- _About this exercise_: Copy out every line in the entries below that includes "riverbank".

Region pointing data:
——

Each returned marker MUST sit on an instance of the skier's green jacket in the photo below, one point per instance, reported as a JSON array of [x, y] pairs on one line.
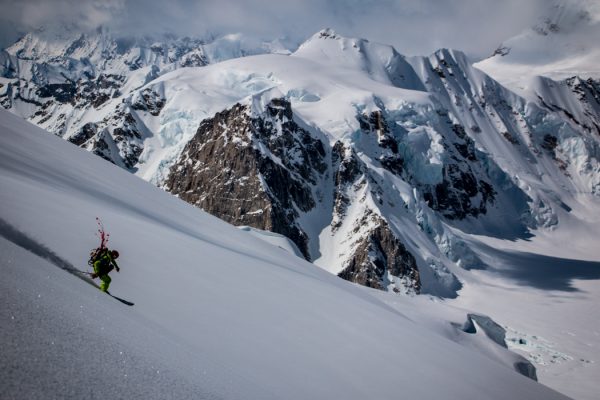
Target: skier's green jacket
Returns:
[[103, 265]]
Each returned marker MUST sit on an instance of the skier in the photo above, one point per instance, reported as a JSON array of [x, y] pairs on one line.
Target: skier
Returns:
[[103, 264]]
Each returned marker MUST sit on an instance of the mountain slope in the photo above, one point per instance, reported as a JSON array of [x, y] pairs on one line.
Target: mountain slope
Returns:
[[218, 314], [561, 45]]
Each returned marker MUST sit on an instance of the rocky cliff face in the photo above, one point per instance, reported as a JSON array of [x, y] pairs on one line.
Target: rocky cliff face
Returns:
[[374, 164], [256, 169]]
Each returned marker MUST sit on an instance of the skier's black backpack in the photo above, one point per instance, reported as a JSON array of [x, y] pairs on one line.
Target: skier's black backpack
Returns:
[[96, 254]]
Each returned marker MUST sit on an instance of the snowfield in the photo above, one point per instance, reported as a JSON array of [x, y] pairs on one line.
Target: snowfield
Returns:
[[219, 313]]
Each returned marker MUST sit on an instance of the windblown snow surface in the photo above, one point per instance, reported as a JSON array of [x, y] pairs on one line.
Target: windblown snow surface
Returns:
[[218, 312]]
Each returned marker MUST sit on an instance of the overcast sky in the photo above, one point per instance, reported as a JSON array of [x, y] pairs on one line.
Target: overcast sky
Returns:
[[412, 26]]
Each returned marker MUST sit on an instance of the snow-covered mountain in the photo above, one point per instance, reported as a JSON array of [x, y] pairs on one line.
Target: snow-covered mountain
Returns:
[[561, 45], [372, 163], [411, 175], [218, 313]]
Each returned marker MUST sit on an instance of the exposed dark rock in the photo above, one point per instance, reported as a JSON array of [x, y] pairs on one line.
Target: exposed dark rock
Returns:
[[148, 100], [379, 253], [86, 132], [62, 92], [255, 170], [347, 168], [550, 143]]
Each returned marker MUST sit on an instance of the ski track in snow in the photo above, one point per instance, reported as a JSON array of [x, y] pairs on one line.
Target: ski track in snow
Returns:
[[240, 320]]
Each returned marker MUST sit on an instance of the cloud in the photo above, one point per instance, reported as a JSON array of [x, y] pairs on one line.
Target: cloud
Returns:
[[414, 27]]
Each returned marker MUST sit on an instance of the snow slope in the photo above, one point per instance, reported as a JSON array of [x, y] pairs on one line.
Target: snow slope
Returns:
[[561, 45], [218, 313]]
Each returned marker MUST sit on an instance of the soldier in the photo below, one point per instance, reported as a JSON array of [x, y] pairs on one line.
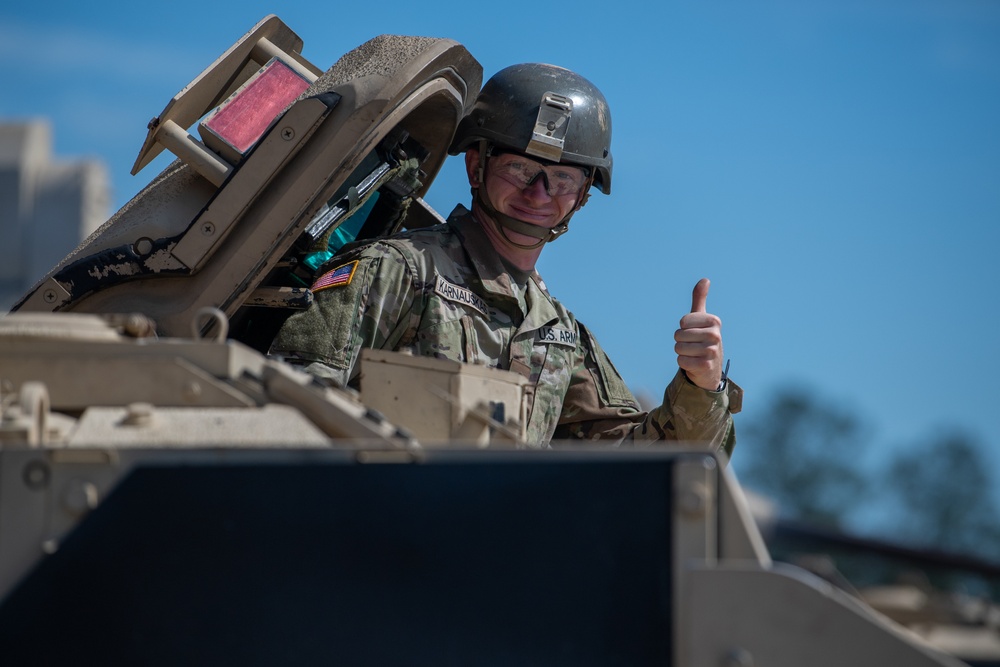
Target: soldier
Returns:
[[537, 139]]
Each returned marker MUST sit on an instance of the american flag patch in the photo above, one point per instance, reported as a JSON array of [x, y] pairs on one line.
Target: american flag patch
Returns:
[[341, 275]]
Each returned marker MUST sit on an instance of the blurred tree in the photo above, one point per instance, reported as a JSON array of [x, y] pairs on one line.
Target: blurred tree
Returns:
[[802, 454], [944, 497]]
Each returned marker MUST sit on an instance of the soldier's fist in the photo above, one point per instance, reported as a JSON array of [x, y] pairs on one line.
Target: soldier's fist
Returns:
[[699, 341]]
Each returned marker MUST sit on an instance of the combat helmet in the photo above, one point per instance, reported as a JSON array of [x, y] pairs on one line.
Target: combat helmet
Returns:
[[547, 112]]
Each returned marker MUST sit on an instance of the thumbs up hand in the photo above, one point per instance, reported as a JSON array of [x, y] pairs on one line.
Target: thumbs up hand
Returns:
[[699, 341]]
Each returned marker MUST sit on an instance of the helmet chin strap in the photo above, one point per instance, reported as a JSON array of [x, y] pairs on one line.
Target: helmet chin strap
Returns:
[[503, 222]]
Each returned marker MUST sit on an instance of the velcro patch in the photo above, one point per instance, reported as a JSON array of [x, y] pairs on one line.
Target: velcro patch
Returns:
[[555, 336], [459, 294], [342, 275]]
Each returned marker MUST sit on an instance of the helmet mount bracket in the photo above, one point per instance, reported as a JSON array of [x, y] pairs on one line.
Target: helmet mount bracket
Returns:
[[549, 135]]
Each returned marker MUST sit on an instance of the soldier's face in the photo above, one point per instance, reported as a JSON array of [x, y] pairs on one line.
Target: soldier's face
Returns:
[[530, 203]]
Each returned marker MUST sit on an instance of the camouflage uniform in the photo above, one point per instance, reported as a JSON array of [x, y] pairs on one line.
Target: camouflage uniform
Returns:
[[444, 292]]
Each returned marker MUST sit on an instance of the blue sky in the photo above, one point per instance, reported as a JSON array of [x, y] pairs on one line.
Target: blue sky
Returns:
[[833, 166]]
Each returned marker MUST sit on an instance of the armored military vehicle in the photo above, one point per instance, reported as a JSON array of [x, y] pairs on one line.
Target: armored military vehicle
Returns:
[[170, 495]]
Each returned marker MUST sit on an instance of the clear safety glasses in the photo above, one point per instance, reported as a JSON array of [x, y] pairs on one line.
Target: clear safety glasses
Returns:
[[522, 172]]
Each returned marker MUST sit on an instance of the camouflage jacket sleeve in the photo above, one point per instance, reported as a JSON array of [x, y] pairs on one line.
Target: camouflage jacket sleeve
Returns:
[[372, 307], [598, 405]]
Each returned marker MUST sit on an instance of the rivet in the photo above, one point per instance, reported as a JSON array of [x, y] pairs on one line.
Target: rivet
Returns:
[[143, 246], [80, 497]]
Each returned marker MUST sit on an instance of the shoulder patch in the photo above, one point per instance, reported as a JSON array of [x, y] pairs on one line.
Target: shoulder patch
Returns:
[[458, 294], [342, 275]]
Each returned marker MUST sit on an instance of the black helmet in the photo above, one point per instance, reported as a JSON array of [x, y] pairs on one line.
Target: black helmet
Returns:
[[546, 111]]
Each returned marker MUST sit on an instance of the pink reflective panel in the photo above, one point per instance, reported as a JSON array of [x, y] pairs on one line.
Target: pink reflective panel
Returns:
[[242, 119]]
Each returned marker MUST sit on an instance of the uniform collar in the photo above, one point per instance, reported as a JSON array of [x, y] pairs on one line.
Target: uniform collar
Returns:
[[535, 299]]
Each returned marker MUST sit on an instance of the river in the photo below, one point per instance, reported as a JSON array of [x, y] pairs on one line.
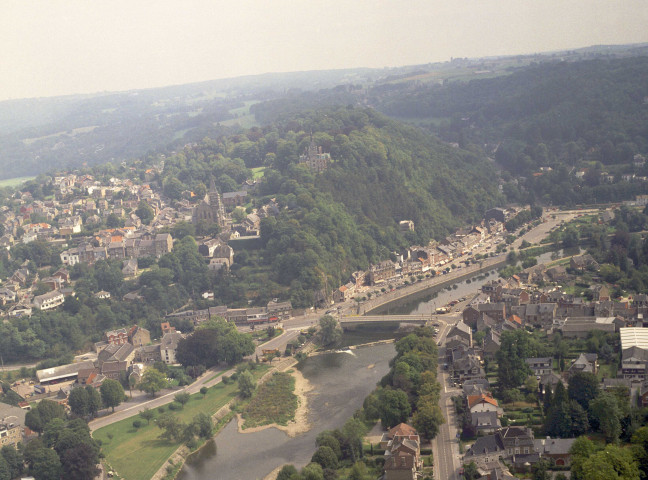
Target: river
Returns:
[[340, 381], [428, 301]]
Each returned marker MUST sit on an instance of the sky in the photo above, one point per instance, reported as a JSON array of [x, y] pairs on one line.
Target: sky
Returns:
[[60, 47]]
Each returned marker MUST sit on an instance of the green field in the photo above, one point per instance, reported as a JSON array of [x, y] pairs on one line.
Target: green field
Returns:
[[136, 454], [14, 182], [258, 172]]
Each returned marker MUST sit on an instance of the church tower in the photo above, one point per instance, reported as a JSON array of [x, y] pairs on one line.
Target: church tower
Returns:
[[210, 209]]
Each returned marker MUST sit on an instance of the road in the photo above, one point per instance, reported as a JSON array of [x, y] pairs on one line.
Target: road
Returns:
[[141, 400], [445, 446]]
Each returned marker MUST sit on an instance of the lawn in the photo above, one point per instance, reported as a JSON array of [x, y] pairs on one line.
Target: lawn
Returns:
[[136, 454], [274, 402], [14, 182], [258, 172]]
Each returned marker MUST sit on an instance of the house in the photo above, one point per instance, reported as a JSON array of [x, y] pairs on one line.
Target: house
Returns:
[[471, 316], [233, 199], [557, 273], [166, 328], [540, 365], [555, 449], [406, 226], [483, 402], [168, 346], [586, 363], [314, 158], [139, 336], [402, 453], [491, 344], [584, 262], [129, 268], [467, 366], [116, 337], [380, 272], [399, 432], [579, 327], [485, 422], [12, 421], [498, 214], [540, 314], [281, 310], [461, 330], [49, 300], [476, 386]]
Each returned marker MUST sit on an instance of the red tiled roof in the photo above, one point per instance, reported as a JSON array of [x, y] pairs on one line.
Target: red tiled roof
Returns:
[[476, 399]]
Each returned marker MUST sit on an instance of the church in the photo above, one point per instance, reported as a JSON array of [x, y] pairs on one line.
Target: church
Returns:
[[210, 209]]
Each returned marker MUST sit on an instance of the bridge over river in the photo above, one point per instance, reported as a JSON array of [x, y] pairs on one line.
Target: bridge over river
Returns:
[[352, 320]]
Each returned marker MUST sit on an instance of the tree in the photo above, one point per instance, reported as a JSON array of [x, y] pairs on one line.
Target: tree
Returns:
[[612, 463], [46, 465], [80, 462], [182, 398], [471, 472], [330, 331], [579, 419], [44, 412], [394, 407], [14, 459], [5, 470], [147, 414], [53, 431], [172, 426], [78, 401], [152, 381], [326, 457], [583, 387], [313, 471], [145, 212], [112, 393], [512, 369], [605, 412], [286, 472], [246, 384], [203, 425], [94, 400], [427, 419]]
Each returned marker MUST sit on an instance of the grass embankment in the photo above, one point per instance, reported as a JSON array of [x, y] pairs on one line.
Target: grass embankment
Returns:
[[15, 182], [273, 402], [136, 454]]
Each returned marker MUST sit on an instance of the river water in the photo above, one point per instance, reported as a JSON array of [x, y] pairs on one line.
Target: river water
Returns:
[[427, 302], [340, 382]]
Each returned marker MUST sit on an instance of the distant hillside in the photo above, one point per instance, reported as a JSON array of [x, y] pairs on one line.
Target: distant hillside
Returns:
[[346, 217], [545, 115]]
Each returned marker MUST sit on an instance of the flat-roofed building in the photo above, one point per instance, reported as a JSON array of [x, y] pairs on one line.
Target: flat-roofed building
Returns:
[[63, 372], [634, 353]]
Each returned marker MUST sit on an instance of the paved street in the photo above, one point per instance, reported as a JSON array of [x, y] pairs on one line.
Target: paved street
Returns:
[[445, 446]]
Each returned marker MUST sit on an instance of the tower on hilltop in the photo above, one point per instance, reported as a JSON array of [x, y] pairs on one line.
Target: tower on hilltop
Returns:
[[210, 209], [314, 158]]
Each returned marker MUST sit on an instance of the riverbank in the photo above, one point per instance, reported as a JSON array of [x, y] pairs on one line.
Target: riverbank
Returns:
[[300, 422]]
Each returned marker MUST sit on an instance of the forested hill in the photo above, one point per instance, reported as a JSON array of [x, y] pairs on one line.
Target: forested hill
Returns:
[[546, 115], [340, 220]]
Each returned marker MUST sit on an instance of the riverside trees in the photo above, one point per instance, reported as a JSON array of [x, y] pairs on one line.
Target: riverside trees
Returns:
[[217, 341]]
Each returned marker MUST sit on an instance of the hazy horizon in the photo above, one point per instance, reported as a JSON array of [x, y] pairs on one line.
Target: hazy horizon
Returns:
[[54, 48]]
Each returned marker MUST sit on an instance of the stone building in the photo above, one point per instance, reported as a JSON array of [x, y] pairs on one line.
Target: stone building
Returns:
[[210, 209]]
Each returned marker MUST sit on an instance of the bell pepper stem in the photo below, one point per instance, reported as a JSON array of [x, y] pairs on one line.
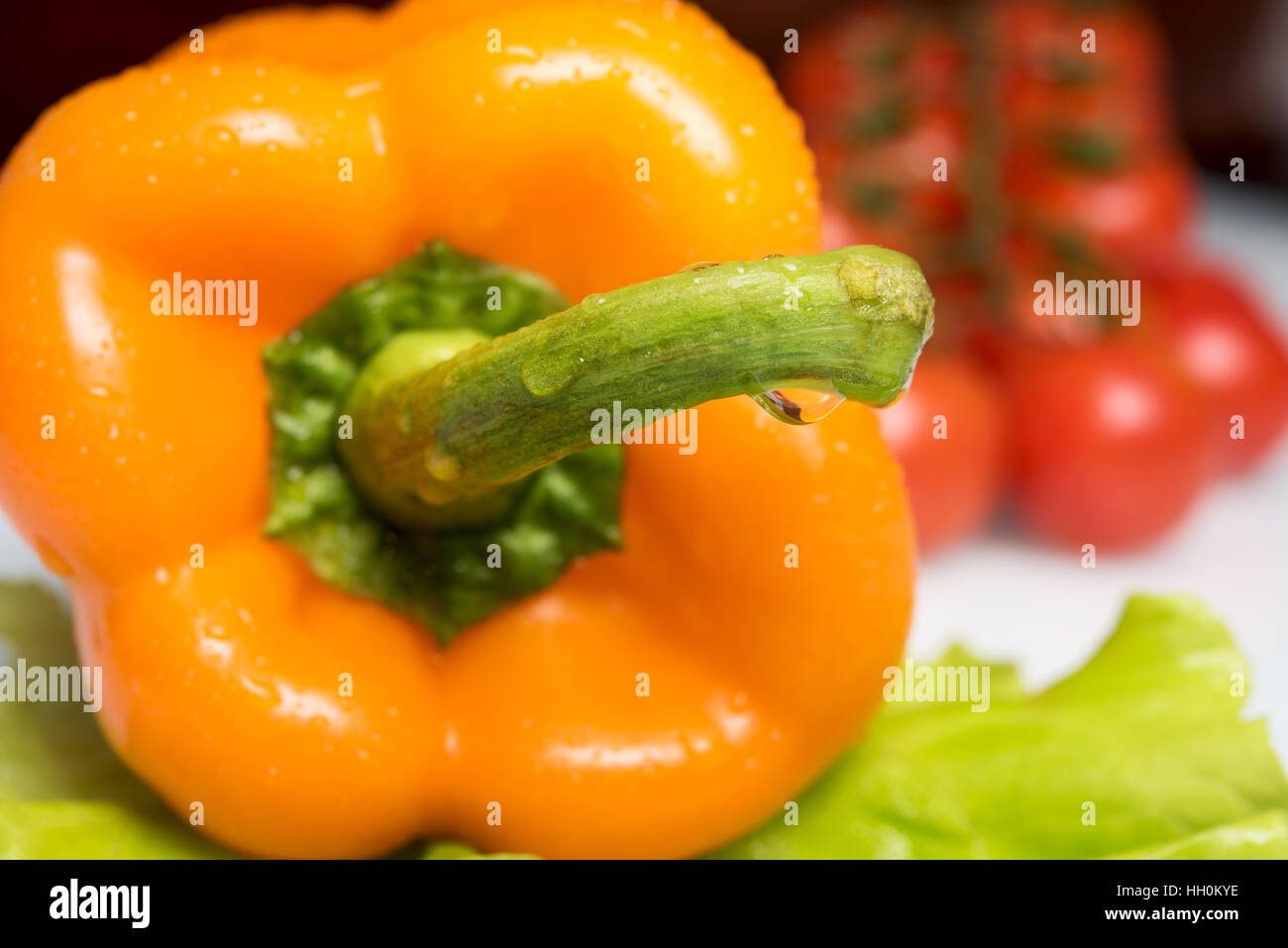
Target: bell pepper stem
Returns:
[[439, 424]]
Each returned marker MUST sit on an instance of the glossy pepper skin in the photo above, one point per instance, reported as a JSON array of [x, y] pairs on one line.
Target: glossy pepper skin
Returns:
[[222, 681]]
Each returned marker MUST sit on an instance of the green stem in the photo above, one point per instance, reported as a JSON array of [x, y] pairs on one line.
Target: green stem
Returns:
[[436, 434]]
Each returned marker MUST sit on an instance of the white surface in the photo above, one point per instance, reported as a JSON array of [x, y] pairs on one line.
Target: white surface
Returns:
[[1009, 597]]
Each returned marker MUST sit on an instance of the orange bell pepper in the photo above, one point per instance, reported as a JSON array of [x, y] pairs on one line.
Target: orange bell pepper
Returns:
[[133, 446]]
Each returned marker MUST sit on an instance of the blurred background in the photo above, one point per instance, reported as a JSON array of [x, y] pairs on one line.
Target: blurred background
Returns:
[[1055, 463]]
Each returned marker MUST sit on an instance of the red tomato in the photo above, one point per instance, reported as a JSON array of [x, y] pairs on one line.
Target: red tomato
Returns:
[[947, 434], [1227, 347], [1109, 442], [1136, 211], [853, 63]]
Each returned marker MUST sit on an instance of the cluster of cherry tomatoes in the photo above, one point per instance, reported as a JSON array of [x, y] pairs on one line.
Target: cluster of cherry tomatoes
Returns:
[[1003, 145]]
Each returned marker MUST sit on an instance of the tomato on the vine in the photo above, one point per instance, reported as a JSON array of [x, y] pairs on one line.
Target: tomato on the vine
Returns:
[[1224, 343], [1109, 442]]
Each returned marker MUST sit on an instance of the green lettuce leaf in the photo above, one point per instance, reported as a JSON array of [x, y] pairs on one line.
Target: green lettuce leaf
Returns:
[[63, 793], [1149, 732]]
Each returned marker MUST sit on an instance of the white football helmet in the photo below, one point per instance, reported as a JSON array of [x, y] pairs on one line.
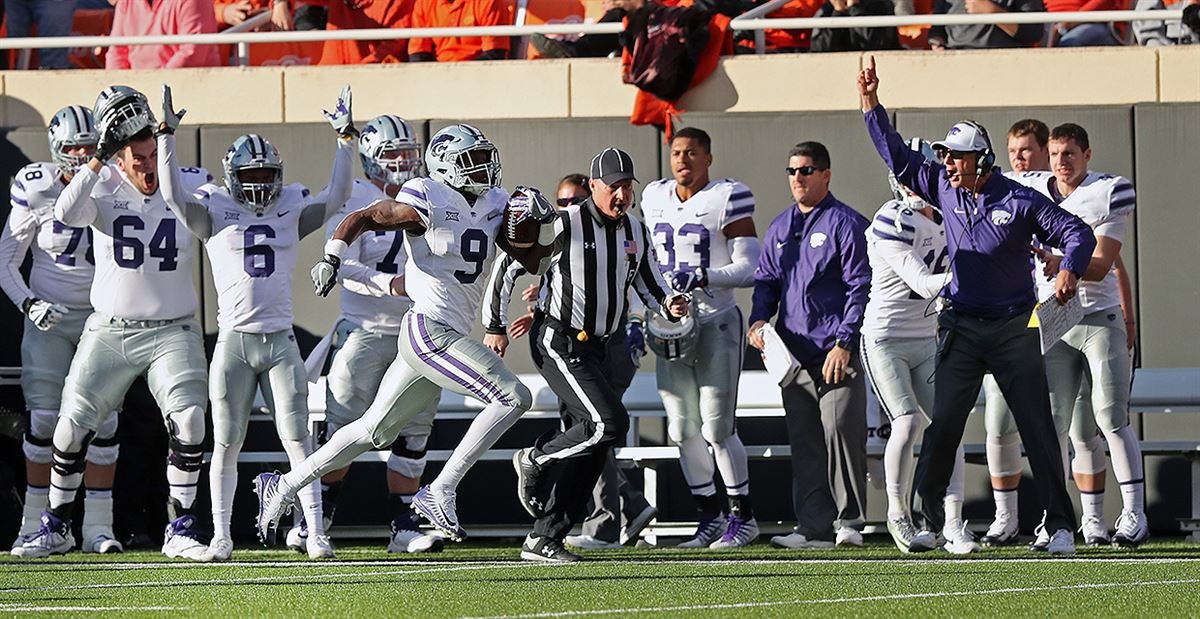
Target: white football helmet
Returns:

——

- _Solution to this problem_:
Each returned marker MUST sit on an instance of the riverbank in the photo above, one point per instance, reported as a JSON array of [x, y] pairs on one line.
Target: riverbank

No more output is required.